_Exercise requirements_
Give the data below again, word for word.

_Records drawn from a dataset_
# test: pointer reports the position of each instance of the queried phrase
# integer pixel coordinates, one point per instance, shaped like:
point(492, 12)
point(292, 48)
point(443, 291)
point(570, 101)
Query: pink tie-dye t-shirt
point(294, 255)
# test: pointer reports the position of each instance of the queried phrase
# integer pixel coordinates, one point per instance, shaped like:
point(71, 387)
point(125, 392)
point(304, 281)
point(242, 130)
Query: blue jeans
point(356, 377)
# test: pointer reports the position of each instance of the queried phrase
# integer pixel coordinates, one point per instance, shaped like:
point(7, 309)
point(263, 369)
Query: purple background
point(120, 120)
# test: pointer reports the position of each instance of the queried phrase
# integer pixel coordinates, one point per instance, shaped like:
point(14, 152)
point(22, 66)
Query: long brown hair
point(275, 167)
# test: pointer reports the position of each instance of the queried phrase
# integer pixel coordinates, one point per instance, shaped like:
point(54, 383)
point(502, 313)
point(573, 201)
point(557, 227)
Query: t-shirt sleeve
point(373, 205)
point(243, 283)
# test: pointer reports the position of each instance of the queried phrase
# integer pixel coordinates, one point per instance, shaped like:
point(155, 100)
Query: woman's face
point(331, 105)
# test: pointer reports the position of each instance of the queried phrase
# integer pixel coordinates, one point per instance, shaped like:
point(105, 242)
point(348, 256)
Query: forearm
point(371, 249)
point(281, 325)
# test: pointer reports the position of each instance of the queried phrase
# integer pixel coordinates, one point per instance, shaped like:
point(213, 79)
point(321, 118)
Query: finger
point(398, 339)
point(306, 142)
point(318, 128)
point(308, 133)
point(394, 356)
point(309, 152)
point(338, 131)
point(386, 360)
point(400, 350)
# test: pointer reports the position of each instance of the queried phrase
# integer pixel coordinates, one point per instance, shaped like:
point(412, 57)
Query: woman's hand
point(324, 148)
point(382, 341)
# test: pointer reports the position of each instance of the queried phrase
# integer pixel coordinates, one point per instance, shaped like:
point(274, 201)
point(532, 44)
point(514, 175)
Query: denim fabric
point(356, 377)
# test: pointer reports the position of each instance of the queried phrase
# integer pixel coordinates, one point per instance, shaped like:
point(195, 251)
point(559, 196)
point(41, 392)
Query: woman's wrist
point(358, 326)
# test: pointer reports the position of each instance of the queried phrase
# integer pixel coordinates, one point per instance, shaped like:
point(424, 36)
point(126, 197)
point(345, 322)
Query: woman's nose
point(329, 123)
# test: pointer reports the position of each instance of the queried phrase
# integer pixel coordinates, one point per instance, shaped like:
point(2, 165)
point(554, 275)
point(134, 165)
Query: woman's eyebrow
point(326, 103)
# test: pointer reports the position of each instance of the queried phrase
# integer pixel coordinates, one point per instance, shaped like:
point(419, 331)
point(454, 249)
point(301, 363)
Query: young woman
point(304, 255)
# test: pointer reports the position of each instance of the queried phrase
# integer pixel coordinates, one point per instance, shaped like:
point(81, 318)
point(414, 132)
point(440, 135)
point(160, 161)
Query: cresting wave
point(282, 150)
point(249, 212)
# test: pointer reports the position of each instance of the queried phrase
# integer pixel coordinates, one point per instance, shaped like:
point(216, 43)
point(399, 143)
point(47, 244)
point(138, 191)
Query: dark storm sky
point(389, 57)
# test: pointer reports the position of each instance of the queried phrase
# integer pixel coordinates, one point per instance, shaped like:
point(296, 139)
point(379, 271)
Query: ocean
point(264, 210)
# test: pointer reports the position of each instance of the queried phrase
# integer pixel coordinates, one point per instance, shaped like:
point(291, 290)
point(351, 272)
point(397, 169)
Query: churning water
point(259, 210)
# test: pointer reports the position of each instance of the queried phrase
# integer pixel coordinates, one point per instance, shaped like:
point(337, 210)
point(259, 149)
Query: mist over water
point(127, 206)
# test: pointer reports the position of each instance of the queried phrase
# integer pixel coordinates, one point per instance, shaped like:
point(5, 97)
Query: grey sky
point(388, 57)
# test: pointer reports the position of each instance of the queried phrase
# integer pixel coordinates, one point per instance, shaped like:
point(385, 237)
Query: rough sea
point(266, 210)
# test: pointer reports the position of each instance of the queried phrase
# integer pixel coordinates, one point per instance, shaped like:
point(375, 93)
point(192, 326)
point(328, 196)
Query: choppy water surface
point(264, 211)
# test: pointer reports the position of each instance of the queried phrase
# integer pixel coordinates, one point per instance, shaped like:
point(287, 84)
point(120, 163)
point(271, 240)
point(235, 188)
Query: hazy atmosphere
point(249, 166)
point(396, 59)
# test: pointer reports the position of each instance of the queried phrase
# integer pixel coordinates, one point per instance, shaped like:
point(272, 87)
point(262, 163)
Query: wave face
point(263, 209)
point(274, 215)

_Problem solution_
# test: pointer reports the position of each instance of the queried phrase
# integer pixel coordinates, one point per instance, shaped like:
point(492, 12)
point(292, 48)
point(443, 291)
point(570, 101)
Query: pink tie-dye t-shirt
point(294, 255)
# test: pointer reports the position of each instance of the queried phrase
# integer pixel coordinates, one point per instance, shaped like:
point(71, 387)
point(125, 392)
point(304, 281)
point(242, 130)
Query: blue jeans
point(356, 377)
# test: pointer reports the position of each instance of the queried phrase
# integer pixel coordinates, one point per instance, shaped like:
point(7, 309)
point(263, 369)
Query: purple background
point(120, 120)
# test: pointer reports the position of each instance of the queried phrase
# integer pixel coordinates, one point per instance, shaped like:
point(14, 152)
point(22, 66)
Query: long brown hair
point(275, 167)
# test: pointer reports the position of each instance of the queried phrase
# integer pixel coordinates, one point per instance, shaped like:
point(54, 383)
point(502, 313)
point(573, 201)
point(557, 227)
Query: t-shirt sleeve
point(373, 205)
point(243, 283)
# test: pointer reports the position of each instance of the queried phrase
# integer pixel coordinates, one point per instance, shaped like:
point(155, 100)
Query: woman's face
point(331, 105)
# test: pointer reports the position of each instance of the queried phrase
# integer pixel coordinates, one point per instance, shaped like:
point(105, 242)
point(348, 256)
Query: forearm
point(371, 249)
point(281, 325)
# test: pointer reports the position of each instance of the queried phrase
# integer pixel coordinates, one point per instance, shaped like:
point(213, 79)
point(321, 118)
Query: finger
point(398, 339)
point(306, 142)
point(318, 128)
point(308, 133)
point(394, 356)
point(309, 152)
point(338, 131)
point(386, 360)
point(400, 350)
# test: pointer reports the position of each instance of the queried phrase
# integer pixel coordinates, one point per instance, shaped like:
point(412, 57)
Query: woman's hand
point(324, 148)
point(382, 341)
# test: pointer reports the position of each instance of the queried phrase
# integer pixel coordinates, one point per instance, shaped like:
point(274, 201)
point(532, 44)
point(514, 175)
Query: denim fabric
point(356, 377)
# test: pointer reports the position of each instance of the queried phrase
# integer pixel coordinates, one point per instance, shaped like:
point(195, 251)
point(559, 196)
point(41, 392)
Query: woman's wrist
point(358, 326)
# test: pointer reports the position of each instance of the queried phrase
# integer pixel coordinates, one point per instance, shaped like:
point(424, 36)
point(126, 197)
point(345, 322)
Query: woman's nose
point(329, 123)
# test: pointer reports the position of each instance of the queried phrase
# integer pixel coordinates, one point per instance, shaped like:
point(2, 165)
point(554, 275)
point(134, 165)
Query: woman's eyebrow
point(326, 103)
# test: pointer reports the position of each instance of the queried phrase
# integer pixel coordinates, one point per instance, shaped like:
point(419, 331)
point(454, 249)
point(301, 363)
Query: young woman
point(304, 255)
# test: pointer reports the position of each instance of the queried phrase
# integer pixel coordinates, one point per instance, shaped like:
point(81, 318)
point(414, 132)
point(440, 135)
point(160, 161)
Query: cresting wave
point(282, 150)
point(249, 212)
# test: pointer reports the position of each instance of the queried phrase
# integer pixel coordinates, one point per instance, shaped like:
point(216, 43)
point(399, 143)
point(47, 244)
point(138, 191)
Query: dark storm sky
point(389, 57)
# test: pointer reports the position of each instance of the queried phrase
# integer pixel coordinates, one point per instance, shaped like:
point(296, 139)
point(379, 271)
Query: ocean
point(264, 210)
# test: pointer reports the position of each instance of the queried phrase
# integer pixel coordinates, one point per instance, shaped like:
point(291, 290)
point(351, 272)
point(397, 169)
Query: churning water
point(259, 210)
# test: pointer reports the position of each instance of the queried phrase
# integer pixel coordinates, one point per instance, shaped like:
point(337, 210)
point(259, 149)
Query: mist over water
point(127, 206)
# test: pointer reports the position of each instance of the queried phrase
# integer pixel coordinates, one point per instance, shaped like:
point(5, 97)
Query: grey sky
point(388, 57)
# test: pointer reports the position of each instance of the queried phrase
# integer pixel coordinates, one point per instance, shaped like:
point(385, 237)
Query: rough sea
point(266, 210)
# test: pointer reports the position of each instance of the queried phrase
# integer pixel coordinates, one point per instance, shaped like:
point(375, 93)
point(192, 326)
point(328, 196)
Query: choppy water surface
point(264, 211)
# test: pointer reports the position of each instance of the queried phrase
# integer pixel coordinates, one point per instance, shaped like:
point(287, 84)
point(120, 163)
point(271, 240)
point(235, 188)
Query: hazy atmosphere
point(249, 166)
point(396, 59)
# test: pointer reports the position of each instance of the queried phrase
# integer pixel coordinates, one point per instance, shaped like:
point(272, 87)
point(262, 163)
Query: wave face
point(263, 209)
point(274, 215)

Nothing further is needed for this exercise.